--- begin Text block ---

Mark: I like it. I like it. So, Richard you also have, like, networking tips. I think that’s a really good one.

Focus on LinkedIn

Richard: Yes. well I have a LinkedIn book, Focus on LinkedIn, that tells you how to use, how to set up your LinkedIn so people find you, which is one of the primary things with not having a LinkedIn correctly is people don’t find you on the Internet and then the networking book goes hand in glove with that and it tells you how to network with the people that you connect with on LinkedIn and of course in the real world. So, both books work together really well. And I also provide a LinkedIn service where you can sign up and I’ll go through your profile and make its spiffy for you and help bring in those leads.

Mark: I like it. Can you tell people how they can find that link?

Richard: They can go to my website and on there, there is a link that…there’s a big box that says optimize your LinkedIn profile and just click on that and it will tell them what to do from that point and if you’re an RGA member, then they’re…or you’re referred by a RGA member also, then my normal $500 price for that is cut in half as a thank you for coming to the… for being a member of RGA.

Mark: Aww, that’s really nice. I love it. So, Richard let’s kind of just jump right in and give some people some advice like free advice. What would you recommend, maybe at, let’s start with LinkedIn? What’s kind of like 4 mistakes most people do with their LinkedIn profile.

Richard: Well, that’s relatively easy. The first mistake is not to have one in the first place and then the second mistake is to have one that is not well done. A lot of people just throw up, and literally throw up is the right word, their resume onto their LinkedIn and that doesn’t work on LinkedIn because when I’m looking on LinkedIn or your average person is looking on LinkedIn, an executive or somebody who’s making a business decision, they want to find out about you and a resume’s somebody telling somebody else about you. It’s written in the third person. LinkedIn should be written in the first person, I am a Branding expert. It’s very similar to when you’re giving your 30 second speech at RGA or at one of the other networking groups. You’re telling people who you are. It’s not somebody else telling them who you are. So that’s a big mistake that a lot of people make and then not having it focused is another mistake. A LinkedIn that’s all over the place, that describes you as 15 different specialties or, on the other opposite extreme, I can’t figure out what you do from your LinkedIn. I see those a lot. And the number one biggest mistake of all, I would say, is having a lousy profile picture.

Mark: Now what on pictures are inappropriate?

--- end Text block ---
--- begin Stored rows ---

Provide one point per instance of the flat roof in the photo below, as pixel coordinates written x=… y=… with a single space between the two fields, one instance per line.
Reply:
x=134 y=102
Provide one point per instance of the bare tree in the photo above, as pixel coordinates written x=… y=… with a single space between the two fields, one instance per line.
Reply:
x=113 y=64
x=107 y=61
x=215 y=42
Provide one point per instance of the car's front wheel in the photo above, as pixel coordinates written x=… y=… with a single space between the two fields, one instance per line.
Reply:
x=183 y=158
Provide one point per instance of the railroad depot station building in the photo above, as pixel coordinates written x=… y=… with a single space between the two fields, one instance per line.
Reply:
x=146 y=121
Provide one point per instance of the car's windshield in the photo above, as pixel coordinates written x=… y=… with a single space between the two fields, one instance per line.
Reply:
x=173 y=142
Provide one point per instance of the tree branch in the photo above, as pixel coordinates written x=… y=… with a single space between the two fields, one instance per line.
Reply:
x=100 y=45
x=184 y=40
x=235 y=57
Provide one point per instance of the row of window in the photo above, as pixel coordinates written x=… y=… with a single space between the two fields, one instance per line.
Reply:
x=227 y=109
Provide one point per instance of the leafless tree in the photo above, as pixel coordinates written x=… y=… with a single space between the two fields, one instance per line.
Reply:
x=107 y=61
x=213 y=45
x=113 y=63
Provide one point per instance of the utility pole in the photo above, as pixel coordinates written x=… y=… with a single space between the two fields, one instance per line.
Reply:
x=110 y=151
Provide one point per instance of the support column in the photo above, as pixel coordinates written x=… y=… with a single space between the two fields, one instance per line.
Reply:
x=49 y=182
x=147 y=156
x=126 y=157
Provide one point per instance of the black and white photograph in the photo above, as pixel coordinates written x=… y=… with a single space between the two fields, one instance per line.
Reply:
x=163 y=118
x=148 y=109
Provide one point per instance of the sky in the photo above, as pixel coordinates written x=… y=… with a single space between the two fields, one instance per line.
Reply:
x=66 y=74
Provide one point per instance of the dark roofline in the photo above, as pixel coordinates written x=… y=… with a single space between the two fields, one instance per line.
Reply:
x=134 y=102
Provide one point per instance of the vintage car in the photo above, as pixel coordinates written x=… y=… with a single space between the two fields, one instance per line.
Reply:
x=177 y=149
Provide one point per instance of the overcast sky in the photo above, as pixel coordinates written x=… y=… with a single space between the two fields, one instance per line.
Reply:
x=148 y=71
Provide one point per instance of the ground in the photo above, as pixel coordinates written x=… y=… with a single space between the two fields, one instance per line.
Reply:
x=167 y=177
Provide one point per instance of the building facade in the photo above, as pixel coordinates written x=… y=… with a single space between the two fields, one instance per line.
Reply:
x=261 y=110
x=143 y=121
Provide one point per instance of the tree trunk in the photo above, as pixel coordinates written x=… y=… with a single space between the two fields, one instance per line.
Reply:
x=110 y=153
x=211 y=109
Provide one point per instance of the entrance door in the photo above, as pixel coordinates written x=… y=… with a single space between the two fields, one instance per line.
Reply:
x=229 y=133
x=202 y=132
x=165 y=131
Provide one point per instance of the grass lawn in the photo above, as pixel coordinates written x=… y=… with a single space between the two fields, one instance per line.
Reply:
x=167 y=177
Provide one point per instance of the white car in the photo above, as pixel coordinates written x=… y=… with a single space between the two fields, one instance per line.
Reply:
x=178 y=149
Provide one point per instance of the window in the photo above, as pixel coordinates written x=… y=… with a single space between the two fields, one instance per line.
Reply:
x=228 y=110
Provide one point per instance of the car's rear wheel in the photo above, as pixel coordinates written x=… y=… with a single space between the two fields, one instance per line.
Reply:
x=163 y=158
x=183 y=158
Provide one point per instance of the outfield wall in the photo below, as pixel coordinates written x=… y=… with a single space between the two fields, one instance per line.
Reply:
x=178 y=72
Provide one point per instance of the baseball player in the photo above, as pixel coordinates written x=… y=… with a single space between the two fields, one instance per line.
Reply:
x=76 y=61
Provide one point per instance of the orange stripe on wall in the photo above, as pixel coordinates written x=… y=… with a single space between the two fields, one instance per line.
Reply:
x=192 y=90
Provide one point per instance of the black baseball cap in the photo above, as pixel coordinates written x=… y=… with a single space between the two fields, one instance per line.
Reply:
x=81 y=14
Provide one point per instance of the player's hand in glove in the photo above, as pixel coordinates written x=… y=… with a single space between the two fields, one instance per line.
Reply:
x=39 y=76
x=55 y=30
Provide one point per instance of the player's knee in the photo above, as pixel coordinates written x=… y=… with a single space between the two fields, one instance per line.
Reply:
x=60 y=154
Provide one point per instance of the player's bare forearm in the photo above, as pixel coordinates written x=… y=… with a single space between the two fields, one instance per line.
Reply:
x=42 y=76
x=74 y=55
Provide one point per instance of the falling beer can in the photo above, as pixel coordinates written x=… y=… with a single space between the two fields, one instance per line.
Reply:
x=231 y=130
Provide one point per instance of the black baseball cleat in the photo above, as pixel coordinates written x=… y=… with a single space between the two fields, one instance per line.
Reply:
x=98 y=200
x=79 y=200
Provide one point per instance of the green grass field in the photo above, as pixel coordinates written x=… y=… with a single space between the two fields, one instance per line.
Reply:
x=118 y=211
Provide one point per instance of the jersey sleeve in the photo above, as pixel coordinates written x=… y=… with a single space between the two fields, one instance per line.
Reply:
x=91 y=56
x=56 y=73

--- end Stored rows ---

_Work instructions_.
a) Please copy the part of the LinkedIn interview starting with "Richard: Yes. well" and going on through "find that link?".
b) Identify every line of the records that contains the string "tree". Case counts.

_Solved problems_.
a)
Richard: Yes. well I have a LinkedIn book, Focus on LinkedIn, that tells you how to use, how to set up your LinkedIn so people find you, which is one of the primary things with not having a LinkedIn correctly is people don’t find you on the Internet and then the networking book goes hand in glove with that and it tells you how to network with the people that you connect with on LinkedIn and of course in the real world. So, both books work together really well. And I also provide a LinkedIn service where you can sign up and I’ll go through your profile and make its spiffy for you and help bring in those leads.

Mark: I like it. Can you tell people how they can find that link?

b)
Provide one point per instance of the bare tree in the photo above, as pixel coordinates written x=… y=… with a single space between the two fields, one instance per line.
Provide one point per instance of the tree branch in the photo above, as pixel coordinates written x=… y=… with a single space between the two fields, one instance per line.
Provide one point per instance of the leafless tree in the photo above, as pixel coordinates written x=… y=… with a single space between the two fields, one instance per line.
Provide one point per instance of the tree trunk in the photo above, as pixel coordinates written x=… y=… with a single space between the two fields, one instance per line.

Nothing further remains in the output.